Problem set —
1) Copy the kidney physiology notes from "Intercalated cells type" through "can be excreted.", switching every "blood" to "plasma".
2) Please pick up the kidney physiology notes after their last sentence and keep writing them.

Source document —
*** Begin section ***

Intercalated cells type A and B = Acid base balance
Principal Cells = mineral balance
227
Describe the function of intercalated A cells during acidosis
Acidosis = decreased pH which means Co2 in the blood is high. CO2 diffuses from blood in A cell and combines with H2O (CA) to form H2Co3. this dissociates into HCO3- and H+. HCO3- is absorbed across the basolateral membrane into the blood in exchange for Cl-. H+ is secreted into the lumen in exchange for K+ that has been excreted from the DCT cells. H+ now in the tubulars fluid combines with NH3 which has diffused from the blood to form the weak acid ammonium (NH4) which can be excreted.
228
Describe the function of intercalated B cells during Alkalosis
Alkalosis = increased pH
H2CO3 dissociates in intercalated B cells into HCO3- and H+. HCO3- is secreted into the tubular fluid in exchange for chloride ions which then diffuse into the blood. The H+ is absorbed across the basolateral membrane in exchange for K+ via the H+/K+ ATPase
229
Describe the production and action of ADH on the principal cells of the collecting duct
Supraoptic nucleus in hypothalamus projects to posterior pituitary to cause ADH to be released.
ADH binds the V2 receptor on principal cells activates Gs G-protein which causes adenylate cyclase to convert ATP to cAMP which activates PKA to phosphorylate AQP2 vesicle to insert onto luminal membrane. Water enters the principal cells and moves into the bloodstream via AQP3 and 4 transporters
230
What is ADH released in response to?
Angiotensin II
| High plasma osmolality detected by hypothalamic osmoreceptors
231
Describe the purpose of urea reabsorption
Urea reabsorbed in late collecting duct which then enters and concentrates the medullary interstitium making the urine more concentrated
232
Describe the ADH response to excess water consumption
Low plasma osmolality detected by the hypothalamic osmoreceptors which causes decreased secretion of ADH from the posterior pituitary which decreases the permeability of the collecting duct resulting in decreased water reabsorption and increased water excretion
233
Do baroreceptors increase or decrease their firing in response to low blood pressure?

*** End section ***

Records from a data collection
*** Begin section ***

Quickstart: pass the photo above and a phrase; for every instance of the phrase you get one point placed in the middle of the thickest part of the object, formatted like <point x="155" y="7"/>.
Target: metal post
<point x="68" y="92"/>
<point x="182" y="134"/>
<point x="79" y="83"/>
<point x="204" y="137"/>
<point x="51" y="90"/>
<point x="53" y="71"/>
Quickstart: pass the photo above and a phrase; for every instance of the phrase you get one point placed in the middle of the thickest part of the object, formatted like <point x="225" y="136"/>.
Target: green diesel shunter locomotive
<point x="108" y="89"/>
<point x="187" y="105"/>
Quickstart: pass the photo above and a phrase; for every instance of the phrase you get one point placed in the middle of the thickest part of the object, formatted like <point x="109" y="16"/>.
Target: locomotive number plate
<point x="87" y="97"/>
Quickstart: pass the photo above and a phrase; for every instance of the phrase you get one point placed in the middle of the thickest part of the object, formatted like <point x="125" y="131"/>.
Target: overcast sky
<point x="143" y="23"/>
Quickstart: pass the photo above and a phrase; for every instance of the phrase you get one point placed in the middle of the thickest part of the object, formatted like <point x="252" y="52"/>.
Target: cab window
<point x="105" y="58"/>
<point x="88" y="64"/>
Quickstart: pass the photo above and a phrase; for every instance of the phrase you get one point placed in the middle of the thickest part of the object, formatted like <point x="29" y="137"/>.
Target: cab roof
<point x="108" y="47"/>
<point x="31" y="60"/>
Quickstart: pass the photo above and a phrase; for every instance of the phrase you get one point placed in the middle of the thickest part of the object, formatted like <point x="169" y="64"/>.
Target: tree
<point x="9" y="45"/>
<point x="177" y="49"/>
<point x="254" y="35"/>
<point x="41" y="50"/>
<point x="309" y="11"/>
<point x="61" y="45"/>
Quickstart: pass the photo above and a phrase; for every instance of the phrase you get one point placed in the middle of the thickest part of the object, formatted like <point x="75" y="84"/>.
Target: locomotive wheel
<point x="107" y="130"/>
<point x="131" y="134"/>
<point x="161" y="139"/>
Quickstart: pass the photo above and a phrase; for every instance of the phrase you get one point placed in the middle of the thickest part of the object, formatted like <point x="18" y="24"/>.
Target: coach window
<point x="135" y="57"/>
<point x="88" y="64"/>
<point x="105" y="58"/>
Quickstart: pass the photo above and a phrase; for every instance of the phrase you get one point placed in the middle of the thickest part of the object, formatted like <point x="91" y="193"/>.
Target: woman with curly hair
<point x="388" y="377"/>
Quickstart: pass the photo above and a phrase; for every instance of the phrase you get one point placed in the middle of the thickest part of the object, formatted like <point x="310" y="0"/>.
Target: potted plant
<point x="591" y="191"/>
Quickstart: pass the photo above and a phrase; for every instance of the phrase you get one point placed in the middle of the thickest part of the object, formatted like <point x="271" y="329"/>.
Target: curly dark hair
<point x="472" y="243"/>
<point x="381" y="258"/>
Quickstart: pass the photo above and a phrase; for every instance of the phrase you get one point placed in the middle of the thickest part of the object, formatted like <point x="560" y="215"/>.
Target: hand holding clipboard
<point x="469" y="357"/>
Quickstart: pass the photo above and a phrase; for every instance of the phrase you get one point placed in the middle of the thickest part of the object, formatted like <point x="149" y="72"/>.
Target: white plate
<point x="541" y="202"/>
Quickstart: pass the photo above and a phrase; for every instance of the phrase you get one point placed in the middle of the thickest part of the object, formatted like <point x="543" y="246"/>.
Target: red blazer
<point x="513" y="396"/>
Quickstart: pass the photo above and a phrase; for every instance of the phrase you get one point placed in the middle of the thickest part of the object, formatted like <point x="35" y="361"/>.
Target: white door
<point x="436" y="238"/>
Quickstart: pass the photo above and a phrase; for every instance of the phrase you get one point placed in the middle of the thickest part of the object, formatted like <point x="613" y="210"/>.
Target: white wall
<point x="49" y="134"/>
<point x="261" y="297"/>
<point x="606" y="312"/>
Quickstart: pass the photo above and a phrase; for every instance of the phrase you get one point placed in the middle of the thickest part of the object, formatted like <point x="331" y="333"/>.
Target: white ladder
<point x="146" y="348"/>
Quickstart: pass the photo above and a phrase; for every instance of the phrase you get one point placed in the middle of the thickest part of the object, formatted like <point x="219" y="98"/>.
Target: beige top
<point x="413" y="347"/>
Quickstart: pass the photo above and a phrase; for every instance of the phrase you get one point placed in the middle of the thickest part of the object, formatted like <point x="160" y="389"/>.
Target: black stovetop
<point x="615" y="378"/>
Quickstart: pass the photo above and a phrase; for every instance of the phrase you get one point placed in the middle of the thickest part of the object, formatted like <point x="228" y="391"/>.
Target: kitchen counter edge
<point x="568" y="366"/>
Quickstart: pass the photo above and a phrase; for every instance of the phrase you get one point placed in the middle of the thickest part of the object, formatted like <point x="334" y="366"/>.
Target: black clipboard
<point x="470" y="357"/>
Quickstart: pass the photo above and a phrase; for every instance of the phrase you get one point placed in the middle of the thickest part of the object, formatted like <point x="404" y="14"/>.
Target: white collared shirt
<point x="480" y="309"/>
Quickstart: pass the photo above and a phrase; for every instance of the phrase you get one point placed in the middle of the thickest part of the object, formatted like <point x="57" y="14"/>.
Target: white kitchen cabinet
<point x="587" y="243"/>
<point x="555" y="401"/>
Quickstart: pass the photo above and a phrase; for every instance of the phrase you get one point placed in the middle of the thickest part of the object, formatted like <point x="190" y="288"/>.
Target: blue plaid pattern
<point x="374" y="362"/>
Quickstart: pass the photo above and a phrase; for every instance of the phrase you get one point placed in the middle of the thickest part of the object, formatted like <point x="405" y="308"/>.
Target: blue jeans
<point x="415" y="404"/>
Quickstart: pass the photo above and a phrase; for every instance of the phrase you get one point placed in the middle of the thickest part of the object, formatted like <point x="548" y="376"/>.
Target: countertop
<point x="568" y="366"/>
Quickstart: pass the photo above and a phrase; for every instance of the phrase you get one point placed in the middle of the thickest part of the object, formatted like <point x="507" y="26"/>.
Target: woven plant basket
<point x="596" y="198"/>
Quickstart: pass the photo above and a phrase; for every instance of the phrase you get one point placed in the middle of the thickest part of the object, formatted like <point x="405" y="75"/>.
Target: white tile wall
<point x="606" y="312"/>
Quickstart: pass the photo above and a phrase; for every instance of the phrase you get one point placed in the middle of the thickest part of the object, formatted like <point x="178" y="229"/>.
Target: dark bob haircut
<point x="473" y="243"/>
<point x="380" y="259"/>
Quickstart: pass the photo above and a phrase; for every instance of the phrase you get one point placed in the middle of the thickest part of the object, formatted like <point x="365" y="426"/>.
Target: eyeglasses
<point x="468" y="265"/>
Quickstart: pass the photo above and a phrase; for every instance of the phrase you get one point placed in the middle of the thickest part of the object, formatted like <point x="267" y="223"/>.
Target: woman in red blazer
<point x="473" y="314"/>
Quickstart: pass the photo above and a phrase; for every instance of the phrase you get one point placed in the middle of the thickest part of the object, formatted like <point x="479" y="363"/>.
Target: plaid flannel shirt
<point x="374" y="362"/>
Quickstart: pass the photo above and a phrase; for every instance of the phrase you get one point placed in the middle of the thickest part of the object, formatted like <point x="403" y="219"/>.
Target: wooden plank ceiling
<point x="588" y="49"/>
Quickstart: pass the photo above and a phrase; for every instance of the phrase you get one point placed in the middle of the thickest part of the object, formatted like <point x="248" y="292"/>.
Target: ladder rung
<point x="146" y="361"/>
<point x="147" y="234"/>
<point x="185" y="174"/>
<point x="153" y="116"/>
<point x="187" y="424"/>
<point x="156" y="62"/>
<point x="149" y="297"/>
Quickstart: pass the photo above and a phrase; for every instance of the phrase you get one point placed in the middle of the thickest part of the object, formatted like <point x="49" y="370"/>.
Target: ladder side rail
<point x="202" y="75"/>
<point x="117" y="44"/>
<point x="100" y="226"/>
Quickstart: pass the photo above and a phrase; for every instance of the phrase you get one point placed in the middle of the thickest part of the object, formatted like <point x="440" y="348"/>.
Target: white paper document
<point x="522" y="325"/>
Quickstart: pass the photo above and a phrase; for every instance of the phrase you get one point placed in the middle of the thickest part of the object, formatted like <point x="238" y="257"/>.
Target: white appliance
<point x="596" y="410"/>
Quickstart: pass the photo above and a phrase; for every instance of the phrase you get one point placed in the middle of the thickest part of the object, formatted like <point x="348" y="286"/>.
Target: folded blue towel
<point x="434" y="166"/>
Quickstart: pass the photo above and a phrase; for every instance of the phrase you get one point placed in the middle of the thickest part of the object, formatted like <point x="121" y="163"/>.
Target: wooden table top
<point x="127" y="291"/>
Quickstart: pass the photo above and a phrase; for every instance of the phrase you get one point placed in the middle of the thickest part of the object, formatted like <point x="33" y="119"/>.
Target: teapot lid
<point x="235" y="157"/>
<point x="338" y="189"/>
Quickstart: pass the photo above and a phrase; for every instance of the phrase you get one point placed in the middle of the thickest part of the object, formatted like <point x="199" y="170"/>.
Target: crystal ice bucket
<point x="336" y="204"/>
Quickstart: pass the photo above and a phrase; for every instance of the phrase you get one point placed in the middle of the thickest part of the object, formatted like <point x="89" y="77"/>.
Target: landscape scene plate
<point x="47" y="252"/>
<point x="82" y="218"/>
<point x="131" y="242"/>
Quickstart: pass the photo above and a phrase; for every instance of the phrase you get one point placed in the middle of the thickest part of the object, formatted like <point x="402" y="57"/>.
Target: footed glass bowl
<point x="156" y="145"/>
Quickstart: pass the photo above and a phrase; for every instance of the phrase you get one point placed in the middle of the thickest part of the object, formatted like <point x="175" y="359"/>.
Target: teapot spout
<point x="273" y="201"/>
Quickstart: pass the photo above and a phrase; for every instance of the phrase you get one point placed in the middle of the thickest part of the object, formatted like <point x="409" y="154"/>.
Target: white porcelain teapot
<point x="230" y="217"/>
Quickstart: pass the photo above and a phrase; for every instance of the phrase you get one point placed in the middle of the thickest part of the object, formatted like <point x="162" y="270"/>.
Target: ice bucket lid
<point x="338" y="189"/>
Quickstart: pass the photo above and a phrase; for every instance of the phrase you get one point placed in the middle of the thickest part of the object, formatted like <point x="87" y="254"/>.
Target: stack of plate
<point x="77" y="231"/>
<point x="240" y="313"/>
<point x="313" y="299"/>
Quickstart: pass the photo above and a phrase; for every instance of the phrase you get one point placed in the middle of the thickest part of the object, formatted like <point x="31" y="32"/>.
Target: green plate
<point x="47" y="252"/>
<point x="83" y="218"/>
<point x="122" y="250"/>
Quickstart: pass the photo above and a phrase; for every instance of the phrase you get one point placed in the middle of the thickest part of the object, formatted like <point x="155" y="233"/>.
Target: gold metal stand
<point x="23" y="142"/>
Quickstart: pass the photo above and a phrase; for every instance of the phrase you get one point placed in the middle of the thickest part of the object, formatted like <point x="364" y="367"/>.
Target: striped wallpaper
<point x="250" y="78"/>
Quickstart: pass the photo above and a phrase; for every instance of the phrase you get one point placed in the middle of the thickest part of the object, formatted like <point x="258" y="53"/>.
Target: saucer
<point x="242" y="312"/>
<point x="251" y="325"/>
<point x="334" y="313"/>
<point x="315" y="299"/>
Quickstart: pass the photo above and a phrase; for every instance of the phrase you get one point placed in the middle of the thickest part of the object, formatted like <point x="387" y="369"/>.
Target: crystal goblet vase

*** End section ***

Answers for the tasks —
1)
Intercalated cells type A and B = Acid base balance
Principal Cells = mineral balance
227
Describe the function of intercalated A cells during acidosis
Acidosis = decreased pH which means Co2 in the plasma is high. CO2 diffuses from plasma in A cell and combines with H2O (CA) to form H2Co3. this dissociates into HCO3- and H+. HCO3- is absorbed across the basolateral membrane into the plasma in exchange for Cl-. H+ is secreted into the lumen in exchange for K+ that has been excreted from the DCT cells. H+ now in the tubulars fluid combines with NH3 which has diffused from the plasma to form the weak acid ammonium (NH4) which can be excreted.

2)
Decrease their firing
234
Which reflex is less sensitive to change in cardiovascular pressure, osmoreceptor reflex or baroreceptor reflex
Baroreceptor reflex is less sensitive than the osmoreceptor reflex
235
What three steps initiate the release of renin from juxtaglomerular cells in order to cause sodium reabsorption?
Macula densa cells detect low NaCl in DCT
Sympathetic stimulation
Little or no arteriolear stretch due to low blood volume as a result of a lack of Na+
236
Describe the action of Atrial Natriuretic peptide
1. INHIBITS NA+ REABSORPTION by blocking ENAC in collecting duct
2. Vasodilates the afferent arteriole which increases GFR and Na+ excretion
3. Inhibits aldosterone which leads to Na+ excretion
237
Where is ANP synthesised and secreted?
Cardiac atria
238
Why is ANP released?
When there is too much Na+ in the body there will also be excess water in the vessels which increases blood volume meaning the atria become stretched with stimulates ANP secretion
239
Where does the majority of K+ reabsorption take place?
Proximal tubule (90%)
240
What is normal blood pH
7.35-7.45
241
What do bases do?
Accept protons
242
What do acids do?
Accept protons
243
Define base excess
The quantity of acid required to return plasma pH to normal
244
Define anion gap and write an equation
Difference between the measure anions (negative) and cations (positive)
Anion gap = Na+ + K+ - Cl- - HCO3-
245
What is the normal anion gap range?
10-16
246
What conditions does a wide anion gap indicate?
Lactic acidosis
Keto acidosis
Ingestion of acid
Renal failure
247
What does a narrow anion gap indicate?
GI HCO3- loss
| renal tubular acidosis
248
What is the primary urinary buffer
Alkaline phosphate (H2PO4)2-
249
Describe the levels of GnRH and GHRH before puberty
Levels of secretion of both hormones are low
250
Describe the levels of anterior pituitary hormones (FSH,LH,GH)1
Low levels of secretion
251
What happens to the levels of GnRH, GHRH and anterior pituitary hormones at puberty?
They increase
252
What are the 4 factors affecting puberty
Nutrition
Insulin
Genetic factors
Exercise
253
What are the common physical changes seen in the male at puberty?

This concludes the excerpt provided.